* WHAT IS NEEDED *
Pull out every line below that contains the word "player". Case counts, so only matches with the same capitalization qualify.

* SOURCE DATA *
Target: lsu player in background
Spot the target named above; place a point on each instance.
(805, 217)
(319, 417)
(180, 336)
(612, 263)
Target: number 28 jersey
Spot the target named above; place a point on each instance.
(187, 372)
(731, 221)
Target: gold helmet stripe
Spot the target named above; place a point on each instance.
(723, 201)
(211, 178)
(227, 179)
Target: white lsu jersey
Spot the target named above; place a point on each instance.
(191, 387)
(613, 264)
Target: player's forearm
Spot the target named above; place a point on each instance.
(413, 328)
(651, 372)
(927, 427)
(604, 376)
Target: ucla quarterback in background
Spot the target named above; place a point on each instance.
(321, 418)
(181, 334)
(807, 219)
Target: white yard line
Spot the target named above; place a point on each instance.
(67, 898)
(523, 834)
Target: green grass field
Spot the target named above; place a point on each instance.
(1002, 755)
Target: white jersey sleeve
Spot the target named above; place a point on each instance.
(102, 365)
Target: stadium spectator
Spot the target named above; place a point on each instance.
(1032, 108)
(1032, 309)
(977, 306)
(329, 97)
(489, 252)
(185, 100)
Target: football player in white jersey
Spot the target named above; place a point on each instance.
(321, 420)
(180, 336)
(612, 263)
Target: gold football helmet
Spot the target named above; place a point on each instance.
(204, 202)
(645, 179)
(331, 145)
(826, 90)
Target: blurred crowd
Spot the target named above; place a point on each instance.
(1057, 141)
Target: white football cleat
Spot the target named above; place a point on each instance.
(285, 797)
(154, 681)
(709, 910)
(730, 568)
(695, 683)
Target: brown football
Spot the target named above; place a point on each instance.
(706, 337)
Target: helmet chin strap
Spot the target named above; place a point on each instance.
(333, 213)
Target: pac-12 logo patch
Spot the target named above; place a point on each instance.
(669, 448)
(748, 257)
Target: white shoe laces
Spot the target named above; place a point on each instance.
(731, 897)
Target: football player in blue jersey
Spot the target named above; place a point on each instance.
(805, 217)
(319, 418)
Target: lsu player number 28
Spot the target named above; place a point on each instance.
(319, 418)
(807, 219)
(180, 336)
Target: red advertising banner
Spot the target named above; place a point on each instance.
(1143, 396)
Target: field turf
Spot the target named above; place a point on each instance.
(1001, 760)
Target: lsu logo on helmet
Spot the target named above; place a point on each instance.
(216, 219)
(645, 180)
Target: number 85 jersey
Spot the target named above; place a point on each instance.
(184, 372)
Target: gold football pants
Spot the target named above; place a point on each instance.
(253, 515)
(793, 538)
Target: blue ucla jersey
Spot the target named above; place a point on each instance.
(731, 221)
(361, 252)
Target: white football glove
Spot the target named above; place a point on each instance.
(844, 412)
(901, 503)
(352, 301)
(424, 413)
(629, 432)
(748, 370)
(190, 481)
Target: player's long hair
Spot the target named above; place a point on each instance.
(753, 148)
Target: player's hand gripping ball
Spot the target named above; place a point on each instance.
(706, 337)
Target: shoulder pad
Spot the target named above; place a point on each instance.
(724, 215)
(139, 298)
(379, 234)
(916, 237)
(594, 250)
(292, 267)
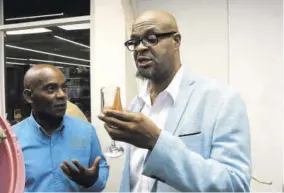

* OUTPUT BELOW *
Target: lsu player in background
Target: player's forearm
Target: football player in white jersey
Target: football player in blue jersey
Target: lsu player number 28
Target: player's long hair
Target: player's hand gripping ball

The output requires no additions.